#### DATASET RECORDS ####

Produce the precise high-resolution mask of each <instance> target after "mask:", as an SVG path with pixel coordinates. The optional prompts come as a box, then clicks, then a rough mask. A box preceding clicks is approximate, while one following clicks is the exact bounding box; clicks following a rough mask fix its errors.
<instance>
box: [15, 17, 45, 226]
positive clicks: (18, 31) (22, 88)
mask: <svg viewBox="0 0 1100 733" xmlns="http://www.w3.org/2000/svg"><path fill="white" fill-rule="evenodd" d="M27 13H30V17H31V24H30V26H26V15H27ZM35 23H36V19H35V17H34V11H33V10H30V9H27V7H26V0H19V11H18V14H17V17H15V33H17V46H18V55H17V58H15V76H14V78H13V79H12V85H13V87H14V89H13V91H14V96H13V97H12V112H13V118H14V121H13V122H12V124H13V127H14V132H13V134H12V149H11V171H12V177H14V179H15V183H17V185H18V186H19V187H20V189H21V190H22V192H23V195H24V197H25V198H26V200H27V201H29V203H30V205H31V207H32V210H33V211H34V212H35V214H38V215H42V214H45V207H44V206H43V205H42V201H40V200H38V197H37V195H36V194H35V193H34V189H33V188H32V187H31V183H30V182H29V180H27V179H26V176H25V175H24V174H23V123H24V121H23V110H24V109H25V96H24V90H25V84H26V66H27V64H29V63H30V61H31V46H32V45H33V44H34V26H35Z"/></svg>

####

◆ TASK DIRECTIONS: Rewrite every line of the records above, substituting "points" for each occurrence of "clicks" and leaving everything else unchanged.

◆ ANSWER SPACE:
Produce the precise high-resolution mask of each <instance> target after "mask:", as an SVG path with pixel coordinates. The optional prompts come as a box, then points, then a rough mask. A box preceding points is approximate, while one following points is the exact bounding box; points following a rough mask fix its errors.
<instance>
box: [15, 17, 45, 226]
positive points: (18, 31) (22, 88)
mask: <svg viewBox="0 0 1100 733" xmlns="http://www.w3.org/2000/svg"><path fill="white" fill-rule="evenodd" d="M27 13H30V17H31V24H30V26H26V15H27ZM35 23H36V19H35V17H34V11H33V10H30V9H27V7H26V0H19V11H18V14H17V17H15V33H17V46H18V55H17V58H15V76H14V78H13V79H12V85H13V87H14V89H13V91H14V96H13V97H12V112H13V118H14V121H13V122H12V124H13V127H14V132H13V134H12V149H11V171H12V177H14V179H15V183H17V185H18V186H19V187H20V189H21V190H22V192H23V195H24V197H25V198H26V200H27V201H29V203H30V205H31V207H32V210H33V211H34V212H35V214H38V215H42V214H45V207H44V206H43V205H42V201H40V200H38V197H37V195H36V194H35V193H34V189H33V188H32V187H31V183H30V182H29V180H27V179H26V176H25V175H24V174H23V123H24V121H23V110H24V109H25V96H24V90H25V84H26V66H27V64H29V63H30V61H31V46H32V45H33V44H34V26H35Z"/></svg>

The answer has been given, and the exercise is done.